[Supplied data — start]
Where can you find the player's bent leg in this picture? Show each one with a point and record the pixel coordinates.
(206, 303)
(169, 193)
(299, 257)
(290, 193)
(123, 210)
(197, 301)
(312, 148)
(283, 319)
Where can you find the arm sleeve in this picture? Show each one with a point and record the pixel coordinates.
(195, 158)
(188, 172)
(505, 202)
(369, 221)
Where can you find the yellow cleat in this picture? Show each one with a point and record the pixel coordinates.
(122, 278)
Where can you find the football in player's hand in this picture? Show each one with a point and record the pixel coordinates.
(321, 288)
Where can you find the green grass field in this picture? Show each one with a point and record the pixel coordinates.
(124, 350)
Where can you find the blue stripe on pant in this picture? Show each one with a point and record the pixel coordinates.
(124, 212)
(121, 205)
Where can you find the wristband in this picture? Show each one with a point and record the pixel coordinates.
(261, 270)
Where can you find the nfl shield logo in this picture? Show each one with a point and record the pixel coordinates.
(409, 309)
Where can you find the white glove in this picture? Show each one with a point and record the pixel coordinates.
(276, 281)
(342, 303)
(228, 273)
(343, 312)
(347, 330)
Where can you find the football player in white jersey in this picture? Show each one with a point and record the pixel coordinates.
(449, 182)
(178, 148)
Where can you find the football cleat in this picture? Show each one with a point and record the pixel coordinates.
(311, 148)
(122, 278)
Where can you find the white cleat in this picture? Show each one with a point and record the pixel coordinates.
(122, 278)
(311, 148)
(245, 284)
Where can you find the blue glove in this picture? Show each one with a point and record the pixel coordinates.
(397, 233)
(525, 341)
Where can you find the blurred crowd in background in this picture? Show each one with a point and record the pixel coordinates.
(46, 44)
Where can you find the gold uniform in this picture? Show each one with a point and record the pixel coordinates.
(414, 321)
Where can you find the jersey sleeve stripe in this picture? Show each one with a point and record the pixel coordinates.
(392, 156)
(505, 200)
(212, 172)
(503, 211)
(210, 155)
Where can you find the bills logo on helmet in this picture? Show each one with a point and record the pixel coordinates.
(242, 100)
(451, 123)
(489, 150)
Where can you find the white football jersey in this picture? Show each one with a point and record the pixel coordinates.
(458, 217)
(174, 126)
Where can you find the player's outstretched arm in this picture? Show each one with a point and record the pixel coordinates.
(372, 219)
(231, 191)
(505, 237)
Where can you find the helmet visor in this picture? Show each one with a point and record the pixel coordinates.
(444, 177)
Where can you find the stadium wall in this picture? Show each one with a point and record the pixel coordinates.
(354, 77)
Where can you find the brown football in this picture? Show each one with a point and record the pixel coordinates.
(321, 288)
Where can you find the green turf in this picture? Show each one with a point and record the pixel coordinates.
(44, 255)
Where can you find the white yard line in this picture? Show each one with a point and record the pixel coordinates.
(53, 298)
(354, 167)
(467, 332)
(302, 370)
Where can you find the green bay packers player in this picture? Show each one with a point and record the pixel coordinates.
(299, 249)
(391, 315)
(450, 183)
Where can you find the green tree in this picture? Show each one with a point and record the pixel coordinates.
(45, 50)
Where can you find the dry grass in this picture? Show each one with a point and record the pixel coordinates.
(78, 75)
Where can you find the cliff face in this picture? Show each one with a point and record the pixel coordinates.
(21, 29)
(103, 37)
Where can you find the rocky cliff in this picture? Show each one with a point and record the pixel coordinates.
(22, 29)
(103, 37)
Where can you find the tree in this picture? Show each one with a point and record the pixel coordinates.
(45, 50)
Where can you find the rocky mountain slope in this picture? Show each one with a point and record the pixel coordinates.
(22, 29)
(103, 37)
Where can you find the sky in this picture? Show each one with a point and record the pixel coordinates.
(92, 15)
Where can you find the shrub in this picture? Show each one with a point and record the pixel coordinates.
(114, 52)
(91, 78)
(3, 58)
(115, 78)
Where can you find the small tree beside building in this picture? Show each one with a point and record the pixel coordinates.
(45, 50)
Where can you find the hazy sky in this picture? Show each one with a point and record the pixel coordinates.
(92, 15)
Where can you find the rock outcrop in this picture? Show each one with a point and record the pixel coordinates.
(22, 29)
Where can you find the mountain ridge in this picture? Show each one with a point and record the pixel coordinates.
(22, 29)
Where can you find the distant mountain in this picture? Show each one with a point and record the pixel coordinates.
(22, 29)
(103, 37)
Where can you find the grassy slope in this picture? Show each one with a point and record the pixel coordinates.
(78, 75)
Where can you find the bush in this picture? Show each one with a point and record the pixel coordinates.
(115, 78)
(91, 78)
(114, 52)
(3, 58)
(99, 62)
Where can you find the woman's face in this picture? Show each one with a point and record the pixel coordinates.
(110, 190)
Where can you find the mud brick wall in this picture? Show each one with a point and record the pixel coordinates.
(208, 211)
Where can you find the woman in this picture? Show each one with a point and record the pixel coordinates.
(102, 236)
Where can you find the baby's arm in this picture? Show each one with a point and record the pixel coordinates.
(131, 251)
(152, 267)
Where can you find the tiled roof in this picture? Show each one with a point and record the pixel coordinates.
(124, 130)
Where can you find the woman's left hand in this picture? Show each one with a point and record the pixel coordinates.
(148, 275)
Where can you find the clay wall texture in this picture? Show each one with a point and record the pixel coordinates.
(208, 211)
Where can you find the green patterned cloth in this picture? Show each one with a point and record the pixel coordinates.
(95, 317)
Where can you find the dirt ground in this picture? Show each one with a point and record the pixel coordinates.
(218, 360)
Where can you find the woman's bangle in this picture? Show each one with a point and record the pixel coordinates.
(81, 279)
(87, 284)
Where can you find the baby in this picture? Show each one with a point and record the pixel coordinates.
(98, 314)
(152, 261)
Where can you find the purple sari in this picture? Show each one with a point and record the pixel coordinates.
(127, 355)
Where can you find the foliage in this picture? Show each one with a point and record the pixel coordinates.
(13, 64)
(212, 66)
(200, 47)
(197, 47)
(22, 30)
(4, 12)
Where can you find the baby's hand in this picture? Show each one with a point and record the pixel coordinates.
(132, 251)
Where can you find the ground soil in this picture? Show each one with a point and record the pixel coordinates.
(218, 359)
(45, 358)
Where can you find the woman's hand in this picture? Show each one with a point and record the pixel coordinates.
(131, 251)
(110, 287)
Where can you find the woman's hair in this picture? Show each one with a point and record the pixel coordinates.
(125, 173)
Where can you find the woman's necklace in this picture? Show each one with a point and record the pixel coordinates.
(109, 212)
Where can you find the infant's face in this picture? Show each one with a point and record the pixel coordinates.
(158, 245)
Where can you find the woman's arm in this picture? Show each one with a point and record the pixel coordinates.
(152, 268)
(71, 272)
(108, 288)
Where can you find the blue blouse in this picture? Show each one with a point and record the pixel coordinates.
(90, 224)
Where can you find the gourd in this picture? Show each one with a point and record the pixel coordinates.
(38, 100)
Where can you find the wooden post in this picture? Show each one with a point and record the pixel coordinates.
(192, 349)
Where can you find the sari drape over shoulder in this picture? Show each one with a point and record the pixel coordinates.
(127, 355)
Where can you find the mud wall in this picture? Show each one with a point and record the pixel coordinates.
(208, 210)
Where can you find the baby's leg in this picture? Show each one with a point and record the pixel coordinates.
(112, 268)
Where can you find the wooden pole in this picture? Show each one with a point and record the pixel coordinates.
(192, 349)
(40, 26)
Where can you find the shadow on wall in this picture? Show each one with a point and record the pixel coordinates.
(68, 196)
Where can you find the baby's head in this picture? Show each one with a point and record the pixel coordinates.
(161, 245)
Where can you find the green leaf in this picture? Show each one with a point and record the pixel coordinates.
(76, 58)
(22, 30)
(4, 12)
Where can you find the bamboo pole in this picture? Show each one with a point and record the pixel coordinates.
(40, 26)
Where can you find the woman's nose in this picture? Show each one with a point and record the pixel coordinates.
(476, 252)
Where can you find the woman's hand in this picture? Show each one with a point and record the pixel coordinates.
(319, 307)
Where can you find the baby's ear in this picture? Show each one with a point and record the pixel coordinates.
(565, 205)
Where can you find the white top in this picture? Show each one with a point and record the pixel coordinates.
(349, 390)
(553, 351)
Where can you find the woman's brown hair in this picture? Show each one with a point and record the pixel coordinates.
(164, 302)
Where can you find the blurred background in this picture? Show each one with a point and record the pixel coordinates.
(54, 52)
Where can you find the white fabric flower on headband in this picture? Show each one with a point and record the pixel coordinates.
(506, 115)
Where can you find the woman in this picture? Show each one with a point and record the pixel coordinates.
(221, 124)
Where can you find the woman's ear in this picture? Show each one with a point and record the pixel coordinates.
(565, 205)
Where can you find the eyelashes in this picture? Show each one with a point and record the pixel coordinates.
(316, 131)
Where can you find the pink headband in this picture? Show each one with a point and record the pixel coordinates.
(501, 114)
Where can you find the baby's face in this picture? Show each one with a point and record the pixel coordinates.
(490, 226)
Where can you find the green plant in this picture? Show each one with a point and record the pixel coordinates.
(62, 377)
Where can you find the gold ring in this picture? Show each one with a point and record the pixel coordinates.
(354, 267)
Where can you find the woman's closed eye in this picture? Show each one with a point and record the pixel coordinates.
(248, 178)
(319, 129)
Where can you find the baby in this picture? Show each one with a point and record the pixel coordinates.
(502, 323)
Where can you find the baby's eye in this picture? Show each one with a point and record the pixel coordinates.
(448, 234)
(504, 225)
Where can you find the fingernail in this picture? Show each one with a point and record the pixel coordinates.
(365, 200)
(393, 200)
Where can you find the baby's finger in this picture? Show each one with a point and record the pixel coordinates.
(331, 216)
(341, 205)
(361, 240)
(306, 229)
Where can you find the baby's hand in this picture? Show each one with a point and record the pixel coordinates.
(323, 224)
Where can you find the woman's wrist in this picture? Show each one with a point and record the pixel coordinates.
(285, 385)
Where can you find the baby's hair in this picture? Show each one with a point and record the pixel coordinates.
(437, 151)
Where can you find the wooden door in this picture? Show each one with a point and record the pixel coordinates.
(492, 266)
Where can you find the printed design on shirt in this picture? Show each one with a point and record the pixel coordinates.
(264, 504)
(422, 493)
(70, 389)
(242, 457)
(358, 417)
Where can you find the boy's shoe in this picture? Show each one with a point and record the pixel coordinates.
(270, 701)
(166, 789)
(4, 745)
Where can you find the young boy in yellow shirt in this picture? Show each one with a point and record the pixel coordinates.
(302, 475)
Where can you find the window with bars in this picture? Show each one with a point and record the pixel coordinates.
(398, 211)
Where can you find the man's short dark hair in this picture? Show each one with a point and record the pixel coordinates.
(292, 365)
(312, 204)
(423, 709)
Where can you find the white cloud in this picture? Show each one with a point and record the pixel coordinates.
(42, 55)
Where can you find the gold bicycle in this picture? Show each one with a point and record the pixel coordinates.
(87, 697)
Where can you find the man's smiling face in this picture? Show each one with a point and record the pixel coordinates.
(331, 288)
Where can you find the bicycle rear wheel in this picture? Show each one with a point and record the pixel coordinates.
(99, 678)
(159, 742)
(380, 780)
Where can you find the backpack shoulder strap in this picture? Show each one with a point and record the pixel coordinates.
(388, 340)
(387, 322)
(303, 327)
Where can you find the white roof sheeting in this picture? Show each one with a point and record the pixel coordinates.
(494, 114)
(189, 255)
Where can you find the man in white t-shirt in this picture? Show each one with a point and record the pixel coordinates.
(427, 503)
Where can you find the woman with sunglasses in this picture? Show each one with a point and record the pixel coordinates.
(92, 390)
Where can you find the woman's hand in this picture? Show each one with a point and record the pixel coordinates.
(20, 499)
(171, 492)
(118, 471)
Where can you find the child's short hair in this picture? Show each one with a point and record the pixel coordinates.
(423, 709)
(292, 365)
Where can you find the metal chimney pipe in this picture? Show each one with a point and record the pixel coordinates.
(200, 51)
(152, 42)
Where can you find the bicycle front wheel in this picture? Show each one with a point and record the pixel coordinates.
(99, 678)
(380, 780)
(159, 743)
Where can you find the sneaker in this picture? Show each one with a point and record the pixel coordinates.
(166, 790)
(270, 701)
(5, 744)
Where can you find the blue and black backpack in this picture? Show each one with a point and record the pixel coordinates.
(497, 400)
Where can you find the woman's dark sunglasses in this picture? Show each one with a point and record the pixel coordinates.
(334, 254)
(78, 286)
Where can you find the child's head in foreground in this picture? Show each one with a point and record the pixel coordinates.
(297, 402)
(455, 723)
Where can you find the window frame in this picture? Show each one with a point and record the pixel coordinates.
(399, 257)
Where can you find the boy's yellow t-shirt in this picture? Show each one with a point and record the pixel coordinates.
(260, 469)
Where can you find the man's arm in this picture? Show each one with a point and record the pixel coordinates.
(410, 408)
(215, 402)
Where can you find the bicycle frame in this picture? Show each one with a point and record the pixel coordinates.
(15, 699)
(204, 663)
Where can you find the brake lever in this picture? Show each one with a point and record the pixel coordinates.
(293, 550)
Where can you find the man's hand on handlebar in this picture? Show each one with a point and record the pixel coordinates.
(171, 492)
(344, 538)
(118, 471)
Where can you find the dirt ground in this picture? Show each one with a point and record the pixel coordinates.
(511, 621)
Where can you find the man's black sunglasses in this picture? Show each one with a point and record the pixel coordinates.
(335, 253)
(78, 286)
[Supplied data — finish]
Problem requirements:
Each line, starting with the one containing "Where can you find the bicycle front" and ending with the last line of the records above, should be reproduced exactly.

Your response:
Where can you find the bicycle front wheel in this picture? Show each one with a point and record the pixel coordinates.
(99, 678)
(380, 780)
(159, 743)
Where can you find the sneaker in this picture? Show each one with a point and record the pixel coordinates.
(166, 790)
(270, 701)
(5, 744)
Where can you find the blue and black backpack in this picture? Show each one with a point and record the pixel coordinates.
(497, 400)
Where can you find the woman's dark sunglasses in this picture? Show each one with a point and record the pixel coordinates.
(334, 254)
(78, 286)
Where can you find the child's head in foreground in this picture? Show each one with a point and record the pixel coordinates.
(297, 402)
(455, 723)
Where can you find the window frame in this picture? Show each one with a point and record the pixel coordinates.
(399, 257)
Where can you find the boy's yellow t-shirt in this picture? Show each one with a point and record the pixel coordinates.
(260, 469)
Where can you find the man's arm in this picture? Show each one with a point and record the pixel coordinates.
(410, 408)
(215, 402)
Where can you find the bicycle frame in this picture? Show each one with a point and record the pixel coordinates.
(15, 699)
(204, 663)
Where can you find the brake lever in this picture? Show each one with a point and record the pixel coordinates.
(293, 550)
Where can you find the man's hand on handlebar in this picture? Show each one with a point and record the pixel coordinates.
(171, 492)
(344, 538)
(118, 471)
Where can you find the dirt ground in this picture? Show each one with a point and record the pixel coordinates.
(511, 621)
Where can you find the man's black sunglasses in this picture? Show each one with a point and record the pixel coordinates.
(335, 253)
(78, 286)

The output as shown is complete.